Would you restate all the data that follows, word for word?

** BEGIN **

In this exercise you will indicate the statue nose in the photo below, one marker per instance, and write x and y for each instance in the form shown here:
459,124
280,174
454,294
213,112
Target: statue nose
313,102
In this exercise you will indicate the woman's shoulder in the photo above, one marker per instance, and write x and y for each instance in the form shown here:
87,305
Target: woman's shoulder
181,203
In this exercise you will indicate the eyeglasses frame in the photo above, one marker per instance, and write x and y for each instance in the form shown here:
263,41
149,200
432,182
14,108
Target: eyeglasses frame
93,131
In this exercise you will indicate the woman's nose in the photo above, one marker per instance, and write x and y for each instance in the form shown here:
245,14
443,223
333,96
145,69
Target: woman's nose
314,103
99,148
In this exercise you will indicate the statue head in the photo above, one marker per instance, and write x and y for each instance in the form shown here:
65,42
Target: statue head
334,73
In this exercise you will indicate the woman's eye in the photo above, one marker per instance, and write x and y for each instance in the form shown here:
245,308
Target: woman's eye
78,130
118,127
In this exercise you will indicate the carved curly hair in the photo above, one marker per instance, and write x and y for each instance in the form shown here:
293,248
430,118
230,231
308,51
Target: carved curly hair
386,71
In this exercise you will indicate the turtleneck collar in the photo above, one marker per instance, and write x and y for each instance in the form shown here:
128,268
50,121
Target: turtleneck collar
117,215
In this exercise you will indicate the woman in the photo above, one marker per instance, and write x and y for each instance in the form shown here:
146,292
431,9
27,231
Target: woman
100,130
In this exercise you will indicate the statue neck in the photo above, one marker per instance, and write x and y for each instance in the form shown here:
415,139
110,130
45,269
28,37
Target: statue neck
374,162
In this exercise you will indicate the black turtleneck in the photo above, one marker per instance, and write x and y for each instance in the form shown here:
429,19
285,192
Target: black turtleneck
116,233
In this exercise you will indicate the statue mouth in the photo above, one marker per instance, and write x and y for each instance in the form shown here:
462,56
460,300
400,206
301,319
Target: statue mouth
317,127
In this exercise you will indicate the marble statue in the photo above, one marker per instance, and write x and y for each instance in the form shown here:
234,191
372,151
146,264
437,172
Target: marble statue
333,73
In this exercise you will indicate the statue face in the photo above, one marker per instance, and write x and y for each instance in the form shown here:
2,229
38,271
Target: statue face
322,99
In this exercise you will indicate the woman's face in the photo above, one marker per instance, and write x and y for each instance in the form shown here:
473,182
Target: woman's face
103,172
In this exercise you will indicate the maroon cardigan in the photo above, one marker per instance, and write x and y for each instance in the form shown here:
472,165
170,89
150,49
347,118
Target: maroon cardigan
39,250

** END **

THE SOLUTION:
In this exercise you will indicate the statue nose in the photo below, one marker per instance, and write x and y for each instance in the form shown here:
459,124
280,174
454,294
213,112
Target: statue nose
313,102
In this exercise you will indicate the woman's shoulder in the photo above, one marker per instance, and write x and y for each instance in the form shown here:
87,305
Target: woman's shoulder
181,203
In this exercise you will indicate the eyeglasses frame in the photo above, one marker per instance, and write x and y for each instance in the form shown here:
263,41
149,200
432,182
14,108
Target: eyeglasses frame
93,131
In this exercise you will indicate the woman's nose in the photo above, one marker per instance, and write x and y for each instance in the form shown here:
245,14
443,223
333,96
145,69
Target: woman's nose
314,103
99,148
In this exercise you will indicate the statue head in the photo above, one marker per instance, and write x and y for each instance in the form shown here:
65,42
Target: statue head
334,73
In this exercise you will indicate the woman's eye in the photo above, one marker per instance, and write x and y for each instance in the form shown here:
245,308
Target: woman's eye
78,130
118,127
In this exercise you will indicate the carved curly hair in the photo above, one marker per instance, and write x and y for each instance in the form shown here:
293,248
430,118
230,231
308,51
Target: carved curly hair
386,71
In this exercise you will indicate the turtleneck collar in the photo above, one marker per instance, and write x and y for each instance in the form shown here:
128,268
50,121
Target: turtleneck collar
117,215
In this exercise you will indicate the woman in the photo above, one marker per instance, and write x and y for each instance in the form shown here:
146,292
431,9
27,231
Target: woman
100,130
In this exercise you will indicate the statue neck in the photo above, one marker per instance, and write x and y for each instance in the form shown here:
415,139
110,130
45,269
28,37
Target: statue neck
374,162
In this exercise you will indicate the black turtleneck in the photo above, one marker per instance, and write x and y for each instance in the form shown here:
429,19
285,192
Target: black turtleneck
116,233
In this exercise you will indicate the statue mouth in the photo above, one marker per instance, and write x and y for each instance in the form shown here:
462,56
460,300
400,206
301,319
Target: statue mouth
317,127
In this exercise you will indicate the marble statue in the photo above, one marker per instance, and write x and y for each instance in the form shown here:
234,191
372,151
146,264
437,172
Target: marble statue
333,73
In this exercise you will indicate the statue face in the photo above, one marker per instance, and write x and y for each instance in the form shown here:
2,229
38,271
Target: statue face
322,99
In this exercise you will indicate the woman's face in the photo above, one marker per instance, and write x and y for each instance in the form shown here:
473,182
Target: woman's face
103,172
In this exercise you will indicate the maroon cardigan in the photo above, one marker per instance, and write x and y for each instance in the form shown here:
472,165
170,89
150,49
347,118
Target: maroon cardigan
39,250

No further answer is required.